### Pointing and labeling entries
:::::
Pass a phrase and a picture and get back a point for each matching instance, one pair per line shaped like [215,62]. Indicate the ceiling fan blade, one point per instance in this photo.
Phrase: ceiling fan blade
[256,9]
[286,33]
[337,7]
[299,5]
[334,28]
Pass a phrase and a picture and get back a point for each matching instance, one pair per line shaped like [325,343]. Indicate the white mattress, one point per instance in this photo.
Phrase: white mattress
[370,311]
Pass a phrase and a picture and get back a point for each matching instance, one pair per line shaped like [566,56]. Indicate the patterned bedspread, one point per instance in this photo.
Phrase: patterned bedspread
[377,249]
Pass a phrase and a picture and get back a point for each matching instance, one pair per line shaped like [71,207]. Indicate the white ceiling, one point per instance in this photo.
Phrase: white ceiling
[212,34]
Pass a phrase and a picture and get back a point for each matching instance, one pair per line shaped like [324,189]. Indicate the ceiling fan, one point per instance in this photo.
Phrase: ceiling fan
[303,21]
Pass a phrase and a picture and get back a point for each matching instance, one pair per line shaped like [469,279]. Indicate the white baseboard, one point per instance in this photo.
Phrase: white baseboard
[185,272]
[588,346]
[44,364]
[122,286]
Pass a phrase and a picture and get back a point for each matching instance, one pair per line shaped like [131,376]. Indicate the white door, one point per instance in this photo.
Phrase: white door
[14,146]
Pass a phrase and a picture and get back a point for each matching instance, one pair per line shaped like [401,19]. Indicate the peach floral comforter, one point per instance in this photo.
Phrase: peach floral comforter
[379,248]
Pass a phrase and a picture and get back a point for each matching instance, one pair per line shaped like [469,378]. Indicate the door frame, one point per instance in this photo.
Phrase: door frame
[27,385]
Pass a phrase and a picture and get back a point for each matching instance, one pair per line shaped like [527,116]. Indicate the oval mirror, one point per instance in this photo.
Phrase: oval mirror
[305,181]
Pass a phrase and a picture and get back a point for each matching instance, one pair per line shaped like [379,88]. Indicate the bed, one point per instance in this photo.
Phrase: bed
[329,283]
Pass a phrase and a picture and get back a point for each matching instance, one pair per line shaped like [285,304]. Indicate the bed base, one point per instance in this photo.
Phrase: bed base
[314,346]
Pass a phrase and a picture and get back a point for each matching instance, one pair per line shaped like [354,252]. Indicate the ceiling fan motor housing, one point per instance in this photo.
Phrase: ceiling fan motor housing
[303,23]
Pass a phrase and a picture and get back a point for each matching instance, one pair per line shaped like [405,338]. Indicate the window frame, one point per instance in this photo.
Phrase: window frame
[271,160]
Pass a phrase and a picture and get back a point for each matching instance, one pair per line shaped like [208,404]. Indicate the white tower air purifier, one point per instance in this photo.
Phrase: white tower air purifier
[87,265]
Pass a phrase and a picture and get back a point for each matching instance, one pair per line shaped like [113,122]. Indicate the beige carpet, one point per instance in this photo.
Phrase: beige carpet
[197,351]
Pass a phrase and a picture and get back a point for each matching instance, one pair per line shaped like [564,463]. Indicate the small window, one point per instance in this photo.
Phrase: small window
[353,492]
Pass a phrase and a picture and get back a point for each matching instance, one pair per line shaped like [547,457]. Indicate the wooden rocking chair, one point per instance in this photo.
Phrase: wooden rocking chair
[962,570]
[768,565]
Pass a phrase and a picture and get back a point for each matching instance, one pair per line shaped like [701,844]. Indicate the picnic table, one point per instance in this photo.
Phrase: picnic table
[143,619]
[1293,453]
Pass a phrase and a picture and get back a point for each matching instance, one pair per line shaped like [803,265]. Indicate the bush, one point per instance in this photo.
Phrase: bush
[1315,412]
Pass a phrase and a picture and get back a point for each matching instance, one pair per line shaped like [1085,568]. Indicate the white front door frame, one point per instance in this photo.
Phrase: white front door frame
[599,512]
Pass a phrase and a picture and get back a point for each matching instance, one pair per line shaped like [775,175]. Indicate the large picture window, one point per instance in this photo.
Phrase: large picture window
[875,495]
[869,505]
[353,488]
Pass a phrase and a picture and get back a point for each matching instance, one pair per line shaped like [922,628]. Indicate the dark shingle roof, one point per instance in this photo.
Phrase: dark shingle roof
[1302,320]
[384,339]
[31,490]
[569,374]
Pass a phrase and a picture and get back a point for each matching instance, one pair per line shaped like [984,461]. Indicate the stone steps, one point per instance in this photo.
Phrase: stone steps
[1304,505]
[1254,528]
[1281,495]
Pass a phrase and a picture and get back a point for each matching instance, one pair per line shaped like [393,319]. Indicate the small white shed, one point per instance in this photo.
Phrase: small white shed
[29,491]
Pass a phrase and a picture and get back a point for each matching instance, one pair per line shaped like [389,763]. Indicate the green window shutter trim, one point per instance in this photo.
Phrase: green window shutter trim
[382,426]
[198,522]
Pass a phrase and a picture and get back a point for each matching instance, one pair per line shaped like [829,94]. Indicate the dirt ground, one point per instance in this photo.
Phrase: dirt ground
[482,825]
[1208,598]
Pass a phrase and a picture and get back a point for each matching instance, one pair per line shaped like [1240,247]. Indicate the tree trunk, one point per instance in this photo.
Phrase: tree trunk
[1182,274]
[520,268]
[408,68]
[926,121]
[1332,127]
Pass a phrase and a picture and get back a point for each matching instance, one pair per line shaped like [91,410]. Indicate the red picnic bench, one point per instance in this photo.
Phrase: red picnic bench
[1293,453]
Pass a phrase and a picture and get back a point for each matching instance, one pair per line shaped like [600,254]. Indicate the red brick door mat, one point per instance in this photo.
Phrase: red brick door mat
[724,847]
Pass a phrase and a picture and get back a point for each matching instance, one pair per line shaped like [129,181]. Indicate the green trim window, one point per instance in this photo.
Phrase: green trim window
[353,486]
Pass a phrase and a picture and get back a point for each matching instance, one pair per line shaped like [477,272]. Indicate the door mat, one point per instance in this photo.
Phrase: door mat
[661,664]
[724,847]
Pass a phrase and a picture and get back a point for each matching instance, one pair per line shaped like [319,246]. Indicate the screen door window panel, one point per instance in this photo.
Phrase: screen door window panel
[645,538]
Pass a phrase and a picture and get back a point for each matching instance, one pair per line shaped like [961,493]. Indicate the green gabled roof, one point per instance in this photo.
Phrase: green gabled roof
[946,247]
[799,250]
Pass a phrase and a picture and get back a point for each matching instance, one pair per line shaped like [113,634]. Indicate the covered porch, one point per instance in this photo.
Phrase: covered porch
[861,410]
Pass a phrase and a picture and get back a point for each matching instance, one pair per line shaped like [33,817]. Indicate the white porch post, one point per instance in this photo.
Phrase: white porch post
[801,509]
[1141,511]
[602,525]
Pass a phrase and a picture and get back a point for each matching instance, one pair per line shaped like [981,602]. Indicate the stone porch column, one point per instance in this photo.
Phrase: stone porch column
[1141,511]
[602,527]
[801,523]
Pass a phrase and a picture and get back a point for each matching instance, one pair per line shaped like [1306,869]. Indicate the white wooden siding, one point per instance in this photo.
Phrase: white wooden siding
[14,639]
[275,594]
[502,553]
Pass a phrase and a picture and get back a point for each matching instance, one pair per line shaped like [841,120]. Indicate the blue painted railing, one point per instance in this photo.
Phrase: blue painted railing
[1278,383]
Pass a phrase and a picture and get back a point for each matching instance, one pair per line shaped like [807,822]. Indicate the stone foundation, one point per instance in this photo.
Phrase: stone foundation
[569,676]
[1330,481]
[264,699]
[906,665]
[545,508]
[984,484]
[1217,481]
:::::
### Short problem
Retype the data in full and match it exactly.

### Problem solution
Pass a phrase and a picture and get back a point for each matching instance, one pair per line shaped like [215,62]. Indicate the ceiling fan blade, one point per instance in this photo.
Phrase: ceiling fan blade
[256,9]
[286,33]
[337,7]
[299,5]
[334,28]
Pass a phrase and a picture and get back a point for each matching instance, one pair per line shaped like [325,343]. Indicate the white mattress, one point per instance in this photo.
Phrase: white mattress
[370,311]
Pass a phrase and a picture and get back a point for each matching instance, one pair per line shaped like [566,56]. Indicate the patterned bedspread, one point per instance in this photo.
Phrase: patterned bedspread
[377,249]
Pass a phrase and a picture and get back a point for each matching instance, one pair per line shaped like [71,207]. Indicate the white ceiling, one point per instance in this photo.
Phrase: white ceiling
[212,34]
Pass a phrase and a picture and get back a point for each matching instance, one pair per line shaped like [324,189]. Indicate the ceiling fan, one point per instance in this photo.
Phrase: ceiling fan
[303,21]
Pass a phrase and a picture and get back a point for each matching instance, one pair per line shaped like [469,279]. Indicate the white baseboard, one point per instance in this photo.
Phrase: white baseboard
[185,272]
[588,346]
[44,364]
[122,286]
Pass a phrase and a picture and get back a point for each matching instance, one pair per line shaped like [131,376]. Indicate the white door, one point per instance in this photo.
Phrase: white door
[14,146]
Pass a phrase and a picture and get back a point for each matching instance, one pair per line shaped like [401,19]. Indicate the peach floral comforter, one point per instance in this photo.
Phrase: peach floral comforter
[379,248]
Pass a phrase and a picture and get back a point for each matching instance, one pair per line shaped like [469,378]. Indicate the door frame, one point per instance in this photo.
Phrase: door frame
[27,385]
Pass a phrase and a picture and get back a point for each matching instance, one pair per line shaped like [527,116]. Indicate the oval mirror, one point per instance in this photo.
Phrase: oval mirror
[305,181]
Pass a phrase and a picture and get back a point for each matching instance, one pair per line shaped like [379,88]. Indicate the bed, one point per instance in this photo.
Phrase: bed
[329,283]
Pass a phrase and a picture and get back a point for each matching instance, one pair per line shaped like [285,304]. Indicate the bed base, one point per instance in this photo.
Phrase: bed base
[314,346]
Pass a phrase and a picture and get back a point for each matching instance, one pair per line shaped like [354,252]. Indicate the ceiling fan motor housing, one point per instance in this photo.
Phrase: ceiling fan motor housing
[303,23]
Pass a phrase and a picture and get back a point for each matching instance, one pair per line shaped like [405,338]. Indicate the window frame, one point per instance in this photo.
Phrase: window frame
[271,160]
Pass a phrase and a picture and get back a point for each matching instance, one pair per line shaped like [208,404]. Indicate the white tower air purifier, one point per instance in this photo.
Phrase: white tower air purifier
[87,265]
Pass a phrase and a picture and get back a point for each matching instance, one pair per line shaped like [113,122]. Indicate the beige carpet, one point per instance in this photo.
Phrase: beige carpet
[197,351]
Pass a phrase and a picture and get back a point for each matching instance, one pair per line shaped like [564,463]. Indicate the small window, one point per instance in this photo.
Phrase: small window
[353,492]
Pass a phrase and a picture and get back a point for each matching instance, one pair per line shaped like [547,457]. Indicate the wooden rocking chair, one point per instance in this photo.
Phrase: wooden rocking chair
[962,570]
[768,565]
Pass a phrase and a picture and get back a point for each matching instance, one pair per line shaped like [701,844]. Indicate the picnic table, one point per instance in this photo.
Phrase: picnic table
[143,619]
[1293,453]
Pass a phrase and a picture and get back a point for each matching instance, one pair per line shaped like [803,265]. Indicate the bush, one point per instance in this photo.
Phrase: bush
[1315,412]
Pass a phrase and a picture and get back a point for each matching instance, one pair per line shaped like [1085,568]. Indicate the white front door frame, one point per instance in this photo.
Phrase: white front door frame
[599,512]
Pass a phrase and a picture and get back a point for each matching instance, one pair per line shaped like [775,175]. Indicate the large picture window, one point per instance in this photo.
Phrase: large picture window
[875,495]
[869,505]
[353,488]
Pass a phrase and a picture and get back a point for each matching instance, one pair per line shaped like [922,628]. Indicate the dark shingle roof, one point per instance in this photo.
Phrase: dark shingle roof
[1302,320]
[384,339]
[31,490]
[569,374]
Pass a phrase and a picture and get back a point for each matching instance, one pair per line shaped like [984,461]. Indicate the stone steps, one point per instance in this photo.
Phrase: stone steps
[1304,505]
[1254,528]
[1281,495]
Pass a phrase and a picture and get back a point for each matching instance, one pair per line shaped like [393,319]. Indicate the small white shed, one point per instance in this photo.
Phrase: small white shed
[29,491]
Pass a phrase and a picture and get back a point for each matching instance, one pair per line shaped like [389,763]. Indicate the green window shutter trim, one point per instance in this photo.
Phrase: green window shutter trim
[382,426]
[198,522]
Pass a phrase and a picture and get back a point for each matching instance, one pair per line shaped like [829,94]. Indicate the dirt ground, one point per instance in this photo.
Phrase: dirt ground
[482,825]
[1208,598]
Pass a phrase and a picture and get back a point for each matching instance, one pair per line shaped like [1240,247]. Indicate the tree trunk, one point per instance in this photo.
Phrase: tree trunk
[1182,274]
[520,268]
[408,68]
[926,121]
[1332,127]
Pass a phrase and a picture and get back a point for each matching instance, one pair per line shaped like [91,410]. Indicate the red picnic bench, one point per instance in this photo.
Phrase: red picnic bench
[1293,453]
Pass a phrase and a picture and get back a point for each matching instance, one pair per line shaped like [600,254]. Indicate the red brick door mat, one point per instance in this photo.
Phrase: red brick door mat
[724,847]
Pass a phrase and a picture and get back a point for each matching instance, one pair per line shaped like [129,181]. Indicate the green trim window, one point per instance in this photo.
Phrase: green trim window
[353,486]
Pass a phrase and a picture and get back a point for each matching instance, one pair per line shaped like [477,272]. Indicate the door mat, one point per instance in this photo.
Phrase: door mat
[661,664]
[724,847]
Pass a phrase and a picture and get back a point for each matching instance, one pair per line shaped like [319,246]. Indicate the screen door window panel, one point per instance in this photo.
Phrase: screen door window panel
[645,538]
Pass a phrase and a picture and get back a point for each matching instance, one pair per line shaped like [961,493]. Indicate the green gabled roof, one point per instance in this photo.
Phrase: green gabled roof
[946,247]
[799,250]
Pass a phrase and a picture and get back a point for each matching instance, one pair per line shaped like [113,634]. Indicate the covered porch, one point per instance in this photo.
Phrase: covered porch
[861,410]
Pass a phrase and a picture and get back a point for each matching instance, one pair per line shaped like [33,817]. Indicate the white porch post, one point per instance in this photo.
Phrase: white porch post
[801,509]
[1141,511]
[602,525]
Pass a phrase and a picture and get back a point for each matching instance, one pair per line shaped like [981,602]. Indicate the stone porch column, one point per instance in this photo.
Phrase: stone porch column
[1141,511]
[602,527]
[801,523]
Pass a phrase and a picture and get back a point for each matching instance, one pair per line shaped like [1306,869]. Indicate the white wooden siding, one point per instance in this photo.
Phrase: white wooden siding
[14,639]
[275,594]
[502,553]
Pass a phrase and a picture and get back a point for each matching instance, one pair per line shaped like [841,120]. Indicate the blue painted railing, one point per instance in this photo.
Phrase: blue painted railing
[1278,383]
Pass a phrase and a picture and get back a point for each matching instance, one pair per line shaped like [807,822]. Indicate the stone foundation, one point per instance in this photo.
Phrase: stone foundation
[569,676]
[1330,481]
[264,699]
[906,665]
[545,508]
[984,484]
[1217,481]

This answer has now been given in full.